** Selected extract follows **

Journal The Journal of neuroscience : the official journal of the Society for Neuroscience
Volume (Issue) 26(17)
Page(s) 4546 - 58
Title of proceedings The Journal of neuroscience : the official journal of the Society for Neuroscience
DOI 10.1523/JNEUROSCI.5412-05.2006


The role of the hippocampus in spatial learning and memory has been extensively studied in rodents. Comparable studies in nonhuman primates, however, are few, and findings are often contradictory. This may be attributable to the failure to distinguish between allocentric and egocentric spatial representations in experimental designs. For this experiment, six adult monkeys received bilateral hippocampal ibotenic acid lesions, and six control subjects underwent sham surgery. Freely moving monkeys then foraged for food located in two arrays of three distinct locations among 18 locations distributed in an open-field arena. Multiple goals and four pseudorandomly chosen entrance points precluded the monkeys' ability to rely on an egocentric strategy to identify food locations. Monkeys were tested in two conditions. First, local visual cues marked the food locations. Second, no local cues marked the food locations, so that monkeys had to rely on an allocentric (spatial relational) representation of the environment to discriminate these locations. Both hippocampal-lesioned and control monkeys discriminated the food locations in the presence of local cues. However, in the absence of local cues, control subjects discriminated the food locations, whereas hippocampal-lesioned monkeys were unable to do so. Interestingly, histological analysis of the brain of one control monkey whose behavior was identical to that of the experimentally lesioned animals revealed a bilateral ischemic lesion restricted to the hippocampus. These findings demonstrate that the adult monkey hippocampal formation is critical for the establishment or use of allocentric spatial representations and that selective damage of the hippocampus prevents spatial relational learning in adult nonhuman primates.

** End of Selected extract **

*Exercises*:
1) In the hippocampus study, how many adult monkeys received bilateral hippocampal ibotenic acid lesions?
2) List every field name that appears in the header above the hippocampus study.

** Given records follows **

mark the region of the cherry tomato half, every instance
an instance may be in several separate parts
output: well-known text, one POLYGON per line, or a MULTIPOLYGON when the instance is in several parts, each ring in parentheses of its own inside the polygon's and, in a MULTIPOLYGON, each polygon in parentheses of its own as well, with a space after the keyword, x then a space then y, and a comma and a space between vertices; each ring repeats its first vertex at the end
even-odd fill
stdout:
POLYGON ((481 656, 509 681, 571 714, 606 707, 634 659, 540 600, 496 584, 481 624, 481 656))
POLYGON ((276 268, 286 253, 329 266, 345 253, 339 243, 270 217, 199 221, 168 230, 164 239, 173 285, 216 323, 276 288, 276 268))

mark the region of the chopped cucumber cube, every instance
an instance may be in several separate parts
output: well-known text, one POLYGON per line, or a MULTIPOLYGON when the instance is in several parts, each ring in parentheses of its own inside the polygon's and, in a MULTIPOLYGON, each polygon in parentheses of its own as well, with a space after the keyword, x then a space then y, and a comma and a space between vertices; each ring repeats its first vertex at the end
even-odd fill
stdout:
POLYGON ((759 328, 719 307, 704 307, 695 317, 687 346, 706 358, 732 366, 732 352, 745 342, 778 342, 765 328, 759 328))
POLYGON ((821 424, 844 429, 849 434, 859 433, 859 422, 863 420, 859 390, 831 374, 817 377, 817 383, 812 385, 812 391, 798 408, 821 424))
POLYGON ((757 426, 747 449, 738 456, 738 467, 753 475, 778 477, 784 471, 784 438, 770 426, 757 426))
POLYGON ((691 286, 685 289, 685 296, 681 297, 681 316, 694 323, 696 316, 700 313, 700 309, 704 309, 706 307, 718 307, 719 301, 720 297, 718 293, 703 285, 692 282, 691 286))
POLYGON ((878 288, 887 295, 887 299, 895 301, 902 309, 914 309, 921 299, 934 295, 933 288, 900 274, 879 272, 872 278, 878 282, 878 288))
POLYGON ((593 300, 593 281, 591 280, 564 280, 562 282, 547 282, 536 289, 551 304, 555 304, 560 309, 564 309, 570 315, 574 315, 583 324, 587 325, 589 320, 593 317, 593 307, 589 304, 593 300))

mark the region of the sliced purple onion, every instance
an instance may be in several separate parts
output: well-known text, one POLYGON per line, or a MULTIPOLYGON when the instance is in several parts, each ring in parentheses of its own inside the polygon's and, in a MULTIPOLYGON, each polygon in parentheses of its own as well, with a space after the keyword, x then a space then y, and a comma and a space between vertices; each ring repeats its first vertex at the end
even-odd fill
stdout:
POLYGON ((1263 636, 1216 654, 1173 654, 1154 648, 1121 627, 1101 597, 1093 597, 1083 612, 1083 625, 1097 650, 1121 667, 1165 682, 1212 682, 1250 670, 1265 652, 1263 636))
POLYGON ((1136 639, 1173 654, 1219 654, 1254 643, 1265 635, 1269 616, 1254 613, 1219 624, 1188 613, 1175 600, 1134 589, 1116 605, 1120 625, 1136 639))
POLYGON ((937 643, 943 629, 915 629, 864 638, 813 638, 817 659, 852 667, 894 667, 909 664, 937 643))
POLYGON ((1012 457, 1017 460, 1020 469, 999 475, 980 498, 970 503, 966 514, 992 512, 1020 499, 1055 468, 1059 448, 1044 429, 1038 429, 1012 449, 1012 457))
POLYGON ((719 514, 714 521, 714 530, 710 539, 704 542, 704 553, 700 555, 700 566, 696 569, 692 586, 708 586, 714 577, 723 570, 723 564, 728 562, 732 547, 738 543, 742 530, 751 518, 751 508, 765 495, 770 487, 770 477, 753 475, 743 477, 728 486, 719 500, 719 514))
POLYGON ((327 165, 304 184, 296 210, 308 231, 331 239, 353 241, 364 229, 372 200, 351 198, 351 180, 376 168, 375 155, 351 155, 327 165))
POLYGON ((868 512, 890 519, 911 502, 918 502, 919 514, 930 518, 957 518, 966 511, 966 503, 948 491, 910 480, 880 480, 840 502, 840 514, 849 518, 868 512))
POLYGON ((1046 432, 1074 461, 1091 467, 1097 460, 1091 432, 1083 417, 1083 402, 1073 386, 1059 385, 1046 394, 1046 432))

** End of Given records **

*Completed exercise*:
1) Six adult monkeys.

2) Journal; Volume (Issue); Page(s); Title of proceedings; DOI